━━ Data provided
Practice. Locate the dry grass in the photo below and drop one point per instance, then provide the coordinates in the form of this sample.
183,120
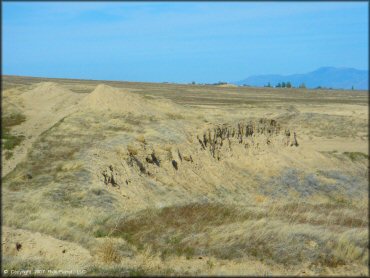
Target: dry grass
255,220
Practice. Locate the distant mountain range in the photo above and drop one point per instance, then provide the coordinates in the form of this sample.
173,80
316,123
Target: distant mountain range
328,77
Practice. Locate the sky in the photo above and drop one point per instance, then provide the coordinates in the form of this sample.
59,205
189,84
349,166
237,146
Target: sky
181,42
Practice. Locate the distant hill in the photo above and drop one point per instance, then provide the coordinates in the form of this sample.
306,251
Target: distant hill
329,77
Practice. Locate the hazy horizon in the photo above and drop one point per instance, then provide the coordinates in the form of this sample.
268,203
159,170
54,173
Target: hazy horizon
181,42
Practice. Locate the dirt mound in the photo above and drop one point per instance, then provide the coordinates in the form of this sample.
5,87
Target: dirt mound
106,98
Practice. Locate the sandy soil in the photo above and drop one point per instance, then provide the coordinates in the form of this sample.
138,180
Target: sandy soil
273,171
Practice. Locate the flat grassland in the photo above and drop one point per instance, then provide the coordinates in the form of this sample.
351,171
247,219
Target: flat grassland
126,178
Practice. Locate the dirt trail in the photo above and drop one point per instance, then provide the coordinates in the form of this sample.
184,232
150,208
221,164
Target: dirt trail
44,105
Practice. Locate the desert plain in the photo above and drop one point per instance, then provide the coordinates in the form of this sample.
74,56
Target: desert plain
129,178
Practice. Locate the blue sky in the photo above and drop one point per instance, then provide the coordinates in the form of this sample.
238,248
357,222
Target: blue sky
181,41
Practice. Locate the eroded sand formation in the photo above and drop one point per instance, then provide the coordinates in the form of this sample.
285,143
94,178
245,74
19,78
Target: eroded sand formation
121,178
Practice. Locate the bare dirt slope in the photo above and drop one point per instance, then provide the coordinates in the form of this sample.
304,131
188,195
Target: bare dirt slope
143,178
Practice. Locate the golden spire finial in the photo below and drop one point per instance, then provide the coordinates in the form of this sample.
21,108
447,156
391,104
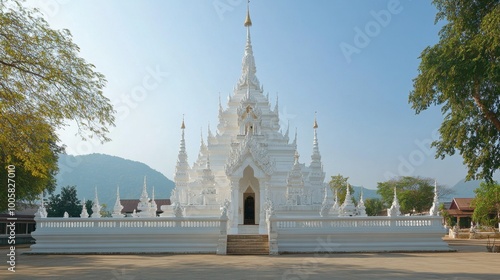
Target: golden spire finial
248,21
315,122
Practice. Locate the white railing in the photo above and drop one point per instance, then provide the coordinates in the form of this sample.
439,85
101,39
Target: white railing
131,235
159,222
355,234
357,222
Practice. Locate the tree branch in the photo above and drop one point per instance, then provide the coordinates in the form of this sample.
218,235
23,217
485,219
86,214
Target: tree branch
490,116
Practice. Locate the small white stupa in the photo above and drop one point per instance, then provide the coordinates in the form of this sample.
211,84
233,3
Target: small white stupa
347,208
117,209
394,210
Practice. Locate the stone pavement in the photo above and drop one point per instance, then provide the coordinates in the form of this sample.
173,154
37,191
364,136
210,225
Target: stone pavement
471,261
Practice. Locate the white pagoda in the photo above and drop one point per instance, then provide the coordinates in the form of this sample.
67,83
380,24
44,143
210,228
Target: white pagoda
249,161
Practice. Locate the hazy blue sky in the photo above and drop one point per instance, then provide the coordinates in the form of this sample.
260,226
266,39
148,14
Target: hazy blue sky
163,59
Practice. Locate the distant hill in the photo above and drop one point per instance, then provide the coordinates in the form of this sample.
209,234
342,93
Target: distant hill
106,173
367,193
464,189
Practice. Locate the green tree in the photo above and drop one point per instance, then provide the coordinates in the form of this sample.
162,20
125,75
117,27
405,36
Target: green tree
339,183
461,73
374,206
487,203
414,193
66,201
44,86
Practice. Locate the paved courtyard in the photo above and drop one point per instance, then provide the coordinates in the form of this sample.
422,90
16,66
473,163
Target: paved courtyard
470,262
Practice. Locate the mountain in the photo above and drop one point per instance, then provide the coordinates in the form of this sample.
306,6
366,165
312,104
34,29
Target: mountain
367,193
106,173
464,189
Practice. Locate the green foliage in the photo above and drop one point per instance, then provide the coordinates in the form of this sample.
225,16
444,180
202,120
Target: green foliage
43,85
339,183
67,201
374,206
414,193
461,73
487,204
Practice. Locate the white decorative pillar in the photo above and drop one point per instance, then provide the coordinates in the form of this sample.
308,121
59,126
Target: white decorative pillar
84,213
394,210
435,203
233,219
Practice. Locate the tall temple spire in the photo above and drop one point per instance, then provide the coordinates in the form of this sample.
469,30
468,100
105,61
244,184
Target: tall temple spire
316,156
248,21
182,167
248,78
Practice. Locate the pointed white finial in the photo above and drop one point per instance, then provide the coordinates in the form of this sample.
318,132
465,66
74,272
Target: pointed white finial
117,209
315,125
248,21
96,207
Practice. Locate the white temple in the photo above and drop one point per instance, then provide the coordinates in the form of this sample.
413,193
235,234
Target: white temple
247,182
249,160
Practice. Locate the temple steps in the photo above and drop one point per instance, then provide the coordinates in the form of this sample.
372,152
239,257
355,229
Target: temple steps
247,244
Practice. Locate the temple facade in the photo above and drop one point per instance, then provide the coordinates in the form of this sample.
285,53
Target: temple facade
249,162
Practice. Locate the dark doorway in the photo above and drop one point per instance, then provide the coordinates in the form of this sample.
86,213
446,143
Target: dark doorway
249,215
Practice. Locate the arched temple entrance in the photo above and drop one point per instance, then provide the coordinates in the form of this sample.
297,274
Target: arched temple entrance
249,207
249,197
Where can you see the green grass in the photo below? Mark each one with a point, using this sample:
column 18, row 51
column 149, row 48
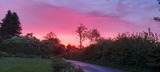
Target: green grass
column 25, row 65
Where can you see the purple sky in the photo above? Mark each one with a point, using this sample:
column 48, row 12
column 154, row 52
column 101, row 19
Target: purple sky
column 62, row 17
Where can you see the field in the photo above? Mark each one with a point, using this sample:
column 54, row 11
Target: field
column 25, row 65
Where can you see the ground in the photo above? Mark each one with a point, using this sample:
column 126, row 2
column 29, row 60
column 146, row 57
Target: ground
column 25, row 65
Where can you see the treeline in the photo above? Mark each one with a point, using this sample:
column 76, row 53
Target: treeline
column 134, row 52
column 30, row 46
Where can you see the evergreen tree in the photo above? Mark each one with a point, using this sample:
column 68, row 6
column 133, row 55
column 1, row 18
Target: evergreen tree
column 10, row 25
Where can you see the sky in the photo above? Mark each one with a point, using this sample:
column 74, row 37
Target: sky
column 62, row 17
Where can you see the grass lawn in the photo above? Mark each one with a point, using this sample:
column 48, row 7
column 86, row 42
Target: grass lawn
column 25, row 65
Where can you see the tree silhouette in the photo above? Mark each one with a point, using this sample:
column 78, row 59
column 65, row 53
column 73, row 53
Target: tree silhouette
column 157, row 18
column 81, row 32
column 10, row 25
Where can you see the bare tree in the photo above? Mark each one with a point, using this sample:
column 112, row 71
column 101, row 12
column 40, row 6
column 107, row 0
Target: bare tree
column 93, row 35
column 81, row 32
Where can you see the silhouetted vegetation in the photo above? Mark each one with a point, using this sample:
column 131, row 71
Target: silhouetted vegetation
━━━━
Assignment
Once the pictures are removed, reproduce the remaining entries above exactly.

Solution to the exercise
Practice. Locate the dry grass in the photo below and drop one point per instance, then provide the coordinates in the form of this sample.
183,120
Target: dry grass
255,220
Practice. Locate the distant mountain range in the photo above and drop one point per instance, then provide the coordinates in the form of this sample.
173,80
316,123
Target: distant mountain range
328,77
Practice. Locate the sky in the photo above and drop one point per instance, then provide the coordinates in the form of this sample.
59,205
189,84
349,166
237,146
Target: sky
181,42
Practice. Locate the distant hill in the photo above and drop one point per instance, then provide the coordinates in the form of this sample.
306,251
Target: distant hill
329,77
Practice. Locate the hazy horizon in the photo above and drop one point per instance, then provide the coordinates in the form of this sample.
268,203
159,170
54,173
Target: hazy horizon
181,42
Practice. Locate the dirt mound in the photo above and drop one point per instance, then provide the coordinates in the form of this sample.
5,87
Target: dirt mound
106,98
Practice. Locate the sandy soil in the photo above and drop one point per instance, then provide the coordinates in the form of this sample.
138,180
Target: sandy soil
273,171
Practice. Locate the flat grassland in the photo above and drop one point per instance, then provide the coordinates in the form of this sample.
351,171
247,219
Target: flat grassland
126,178
Practice. Locate the dirt trail in the photo above and drop one point per instance, then provide the coordinates in the form of this sample.
184,232
150,208
221,164
Target: dirt trail
44,105
Practice. Locate the desert plain in the photo above and drop one point per instance, then provide the coordinates in the form of this sample.
74,56
Target: desert plain
129,178
Practice. Locate the blue sky in the photo above and drop one point per instance, then provide the coordinates in the form of this sample.
238,248
357,222
Target: blue sky
181,41
Practice. Locate the eroded sand formation in the photo above and drop one point per instance, then provide the coordinates in the form of this sample.
285,143
94,178
245,74
19,78
Target: eroded sand formation
121,178
Practice. Locate the bare dirt slope in the photo above and drop one point per instance, then provide the coordinates in the form of this sample.
304,131
188,195
Target: bare dirt slope
143,178
Practice. Locate the golden spire finial in the photo below and drop one point per instance, then provide the coordinates in the form of this sample.
21,108
447,156
391,104
Target: golden spire finial
248,21
315,122
Practice. Locate the white railing in the photo above and drop one point per instance, then provide the coordinates in the form of this sample.
439,85
101,39
Target: white railing
131,235
159,222
355,234
357,222
Practice. Locate the tree branch in the photo above and drop one point per instance, then provide the coordinates in the form of this sample.
218,235
23,217
485,219
86,214
Target: tree branch
490,116
Practice. Locate the small white stupa in the photo above and drop one point per instance, then provide the coordinates in the form of this sample.
211,84
233,3
Target: small white stupa
347,208
117,209
394,210
Practice. Locate the stone pavement in the photo above and drop one point per instance, then provide the coordinates in the form of this sample.
173,154
37,191
364,136
210,225
Target: stone pavement
471,261
Practice. Locate the white pagoda in the photo above and drop one point per instance, then provide the coordinates in the form of this sample.
67,83
380,24
44,143
210,228
Target: white pagoda
249,161
Practice. Locate the hazy blue sky in the photo above and drop one point per instance, then provide the coordinates in the form of this sample.
260,226
266,39
148,14
Target: hazy blue sky
163,59
Practice. Locate the distant hill in the photo above and drop one point per instance, then provide the coordinates in the form of this sample.
209,234
342,93
Target: distant hill
106,173
367,193
464,189
Practice. Locate the green tree in the photo above and drop one point per instance, then provide the coordinates in the form of this sample.
162,20
125,75
117,27
405,36
Target: green tree
339,183
461,73
374,206
487,203
414,193
66,201
44,86
Practice. Locate the paved courtyard in the photo above and drop one point per instance, then provide the coordinates in the form of this sample.
422,90
16,66
473,163
Target: paved courtyard
470,262
Practice. Locate the mountain in the photo above and drop one point per instance, then provide the coordinates in the form of this sample.
306,6
366,165
312,104
34,29
Target: mountain
367,193
106,173
464,189
Practice. Locate the green foliage in the photo above and drop one point per instance, then provide the coordinates in the form of this sample.
225,16
444,180
202,120
Target: green foliage
43,85
339,183
67,201
374,206
414,193
461,73
487,204
Practice. Locate the white decorative pillar in the photo above and drop one point per instance, then provide the coordinates in the form of this sample.
308,121
59,126
Target: white decorative pillar
84,213
394,210
435,203
233,219
Practice. Locate the tall temple spire in the photo above and drop one point per instance, then provide the coordinates in the form of this sample.
469,30
468,100
105,61
244,184
Target: tall temple spire
316,156
248,21
182,167
248,78
Practice. Locate the pointed white finial in the photo above and drop one point per instance, then provide the coordinates in the form of this sample.
318,132
465,66
74,272
Target: pointed white finial
117,209
315,125
248,21
96,207
Practice. Locate the white temple in the photo above and drop one point per instance, then provide the coordinates in the form of this sample.
413,193
235,234
Target: white temple
247,182
249,160
Practice. Locate the temple steps in the photo above and drop one point per instance, then provide the coordinates in the form of this sample.
372,152
239,257
355,229
Target: temple steps
247,244
Practice. Locate the temple facade in the photo above and drop one point per instance, then provide the coordinates in the form of this sample.
285,53
Target: temple facade
249,162
Practice. Locate the dark doorway in the photo above and drop one point per instance, then provide the coordinates in the form of this sample.
86,213
446,143
Target: dark doorway
249,215
Practice. Locate the arched temple entrance in the photo above and drop one point per instance, then provide the coordinates in the form of this sample.
297,274
Target: arched temple entrance
249,207
249,197
Where can you see the green grass in the photo below? Mark each one with a point, using this sample:
column 18, row 51
column 149, row 48
Target: green grass
column 25, row 65
Where can you see the purple sky in the photo above? Mark each one with a point, using this sample:
column 48, row 12
column 154, row 52
column 101, row 19
Target: purple sky
column 62, row 17
Where can you see the field in the photo above? Mark each one with a point, using this sample:
column 54, row 11
Target: field
column 25, row 65
Where can you see the ground in the photo above? Mark each one with a point, using this sample:
column 126, row 2
column 29, row 60
column 146, row 57
Target: ground
column 25, row 65
Where can you see the treeline in the photo above? Mark each one with a point, using this sample:
column 76, row 53
Target: treeline
column 134, row 52
column 30, row 46
Where can you see the evergreen tree in the photo above? Mark each one with a point, using this sample:
column 68, row 6
column 133, row 55
column 1, row 18
Target: evergreen tree
column 10, row 25
Where can you see the sky in the photo above? Mark each one with a point, using this sample:
column 74, row 37
Target: sky
column 62, row 17
Where can you see the grass lawn in the photo above? Mark each one with a point, using this sample:
column 48, row 7
column 86, row 42
Target: grass lawn
column 25, row 65
Where can you see the tree silhouette in the photo above? Mark each one with a point, using this sample:
column 78, row 59
column 65, row 53
column 73, row 53
Target: tree silhouette
column 157, row 18
column 81, row 32
column 10, row 25
Where can you see the bare tree in the photo above? Mark each one with a point, using this sample:
column 112, row 71
column 101, row 12
column 40, row 6
column 107, row 0
Target: bare tree
column 93, row 35
column 81, row 32
Where can you see the silhouetted vegetation in the photo above? Mark each one with a point, using this sample:
column 131, row 71
Target: silhouetted vegetation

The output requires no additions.